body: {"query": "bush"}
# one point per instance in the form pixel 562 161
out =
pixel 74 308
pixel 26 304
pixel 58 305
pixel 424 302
○ ○ ○ ○ ○ ○ ○
- To be done: Swap "bush" for "shrub" throughout the material above and write it all out again with nothing else changed.

- Exercise output:
body: {"query": "shrub"}
# one point per instance in the form pixel 562 161
out =
pixel 74 308
pixel 26 304
pixel 58 305
pixel 424 302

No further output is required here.